» **Work required**
Print exactly the lines from the one containing "Target: tile backsplash" through the last line of the listing, both included.

(Rows from a dataset)
========
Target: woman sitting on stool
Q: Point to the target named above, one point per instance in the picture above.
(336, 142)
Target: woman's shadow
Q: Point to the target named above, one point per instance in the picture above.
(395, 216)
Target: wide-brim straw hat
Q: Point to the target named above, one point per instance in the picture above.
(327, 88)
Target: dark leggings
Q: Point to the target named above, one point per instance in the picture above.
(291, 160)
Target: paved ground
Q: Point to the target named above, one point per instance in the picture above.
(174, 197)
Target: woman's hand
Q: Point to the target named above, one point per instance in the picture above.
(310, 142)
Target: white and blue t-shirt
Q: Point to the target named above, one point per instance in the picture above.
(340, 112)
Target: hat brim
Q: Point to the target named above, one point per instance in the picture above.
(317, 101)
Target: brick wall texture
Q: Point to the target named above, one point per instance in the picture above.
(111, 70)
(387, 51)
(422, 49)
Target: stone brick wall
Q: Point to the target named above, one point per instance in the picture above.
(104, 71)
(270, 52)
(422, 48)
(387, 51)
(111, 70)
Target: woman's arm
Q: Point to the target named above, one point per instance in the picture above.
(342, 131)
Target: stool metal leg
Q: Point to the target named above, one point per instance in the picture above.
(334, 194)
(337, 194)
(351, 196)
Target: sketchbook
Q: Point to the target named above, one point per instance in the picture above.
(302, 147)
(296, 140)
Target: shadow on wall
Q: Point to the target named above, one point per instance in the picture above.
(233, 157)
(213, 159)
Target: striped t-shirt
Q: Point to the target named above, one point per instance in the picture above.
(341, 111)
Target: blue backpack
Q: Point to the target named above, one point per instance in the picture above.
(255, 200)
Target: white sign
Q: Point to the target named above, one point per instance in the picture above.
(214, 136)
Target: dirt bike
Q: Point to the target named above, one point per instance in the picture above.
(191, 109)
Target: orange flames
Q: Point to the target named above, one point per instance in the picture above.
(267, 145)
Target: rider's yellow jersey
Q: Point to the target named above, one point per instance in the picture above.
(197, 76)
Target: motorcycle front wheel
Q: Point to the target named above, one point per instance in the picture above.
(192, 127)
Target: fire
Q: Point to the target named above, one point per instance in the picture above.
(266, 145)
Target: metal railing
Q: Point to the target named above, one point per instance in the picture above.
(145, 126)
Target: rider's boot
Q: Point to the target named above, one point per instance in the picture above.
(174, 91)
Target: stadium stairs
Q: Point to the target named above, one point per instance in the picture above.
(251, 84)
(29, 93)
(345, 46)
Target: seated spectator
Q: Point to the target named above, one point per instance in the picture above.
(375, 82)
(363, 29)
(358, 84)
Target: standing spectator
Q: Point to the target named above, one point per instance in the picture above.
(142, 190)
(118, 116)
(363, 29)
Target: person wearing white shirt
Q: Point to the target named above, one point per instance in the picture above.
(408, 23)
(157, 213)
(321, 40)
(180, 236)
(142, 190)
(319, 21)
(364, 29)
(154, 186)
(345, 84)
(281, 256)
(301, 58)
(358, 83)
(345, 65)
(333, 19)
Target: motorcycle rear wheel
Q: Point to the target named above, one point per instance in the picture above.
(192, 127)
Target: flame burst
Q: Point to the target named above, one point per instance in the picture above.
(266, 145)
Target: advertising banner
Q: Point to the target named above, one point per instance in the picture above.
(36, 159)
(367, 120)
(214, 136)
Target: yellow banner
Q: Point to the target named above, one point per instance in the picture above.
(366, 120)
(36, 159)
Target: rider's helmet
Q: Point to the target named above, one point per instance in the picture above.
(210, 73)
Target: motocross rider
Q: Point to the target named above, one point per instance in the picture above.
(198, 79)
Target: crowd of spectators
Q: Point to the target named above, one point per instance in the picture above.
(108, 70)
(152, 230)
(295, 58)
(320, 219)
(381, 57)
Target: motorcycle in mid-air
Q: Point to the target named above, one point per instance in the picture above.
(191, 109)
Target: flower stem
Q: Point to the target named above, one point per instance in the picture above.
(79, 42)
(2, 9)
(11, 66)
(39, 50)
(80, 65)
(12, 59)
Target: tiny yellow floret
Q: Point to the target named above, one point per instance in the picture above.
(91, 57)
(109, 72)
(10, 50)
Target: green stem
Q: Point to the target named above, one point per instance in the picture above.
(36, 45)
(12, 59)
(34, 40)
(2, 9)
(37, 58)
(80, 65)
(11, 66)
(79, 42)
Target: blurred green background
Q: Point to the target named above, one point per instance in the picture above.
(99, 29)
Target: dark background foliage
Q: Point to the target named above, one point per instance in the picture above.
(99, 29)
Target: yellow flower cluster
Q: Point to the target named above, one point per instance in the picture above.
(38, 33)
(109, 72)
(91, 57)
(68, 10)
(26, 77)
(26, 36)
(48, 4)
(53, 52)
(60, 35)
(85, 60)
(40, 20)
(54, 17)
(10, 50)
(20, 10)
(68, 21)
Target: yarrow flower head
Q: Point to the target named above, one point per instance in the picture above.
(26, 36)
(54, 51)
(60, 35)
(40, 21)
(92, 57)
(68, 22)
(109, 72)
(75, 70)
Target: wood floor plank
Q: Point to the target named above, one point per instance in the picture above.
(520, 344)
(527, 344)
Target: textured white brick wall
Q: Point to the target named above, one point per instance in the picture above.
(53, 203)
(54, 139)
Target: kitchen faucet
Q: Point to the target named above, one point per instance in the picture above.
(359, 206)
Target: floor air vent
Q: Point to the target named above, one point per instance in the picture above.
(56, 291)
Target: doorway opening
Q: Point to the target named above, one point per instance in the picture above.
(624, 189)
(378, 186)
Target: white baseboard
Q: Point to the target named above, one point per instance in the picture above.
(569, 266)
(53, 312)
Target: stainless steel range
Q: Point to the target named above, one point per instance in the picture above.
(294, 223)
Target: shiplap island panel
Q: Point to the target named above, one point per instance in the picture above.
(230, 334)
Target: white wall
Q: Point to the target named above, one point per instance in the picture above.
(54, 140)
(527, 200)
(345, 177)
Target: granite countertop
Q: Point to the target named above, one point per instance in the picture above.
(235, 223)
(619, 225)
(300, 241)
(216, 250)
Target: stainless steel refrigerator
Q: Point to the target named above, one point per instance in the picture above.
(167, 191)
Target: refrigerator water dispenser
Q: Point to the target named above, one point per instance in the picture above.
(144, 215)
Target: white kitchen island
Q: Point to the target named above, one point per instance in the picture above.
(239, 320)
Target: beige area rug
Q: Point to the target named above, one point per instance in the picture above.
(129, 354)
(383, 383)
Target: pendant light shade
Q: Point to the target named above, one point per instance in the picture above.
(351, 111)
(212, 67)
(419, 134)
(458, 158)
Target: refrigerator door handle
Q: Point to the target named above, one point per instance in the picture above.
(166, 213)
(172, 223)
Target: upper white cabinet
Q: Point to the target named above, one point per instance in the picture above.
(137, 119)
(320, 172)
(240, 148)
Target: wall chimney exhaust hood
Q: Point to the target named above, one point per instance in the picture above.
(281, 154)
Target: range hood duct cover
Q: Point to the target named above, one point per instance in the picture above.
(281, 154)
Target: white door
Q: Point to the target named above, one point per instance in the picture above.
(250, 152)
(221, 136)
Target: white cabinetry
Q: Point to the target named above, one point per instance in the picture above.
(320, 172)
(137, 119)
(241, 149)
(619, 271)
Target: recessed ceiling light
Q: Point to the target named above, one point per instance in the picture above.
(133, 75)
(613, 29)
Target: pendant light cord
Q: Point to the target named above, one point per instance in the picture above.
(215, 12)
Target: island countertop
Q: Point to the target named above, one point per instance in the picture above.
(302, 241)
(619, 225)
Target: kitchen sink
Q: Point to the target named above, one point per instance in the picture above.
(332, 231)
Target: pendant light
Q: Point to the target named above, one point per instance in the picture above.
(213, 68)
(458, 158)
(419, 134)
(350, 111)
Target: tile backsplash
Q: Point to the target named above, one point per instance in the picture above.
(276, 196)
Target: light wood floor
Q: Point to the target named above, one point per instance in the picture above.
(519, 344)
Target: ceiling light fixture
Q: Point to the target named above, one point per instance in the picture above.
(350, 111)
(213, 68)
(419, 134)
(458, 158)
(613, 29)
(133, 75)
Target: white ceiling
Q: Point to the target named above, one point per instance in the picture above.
========
» **Answer to this task**
Target: tile backsplash
Q: Point to the target named above, one point per instance in the picture above.
(276, 196)
Target: light wood floor
Q: Point to the target named above, one point per instance in the picture above.
(519, 344)
Target: ceiling light fixture
Q: Point to the target named above, one point per instance in the picture above.
(350, 111)
(213, 68)
(419, 134)
(458, 158)
(613, 29)
(133, 75)
Target: white ceiling
Q: Point to the target named above, one point per instance in the picture above.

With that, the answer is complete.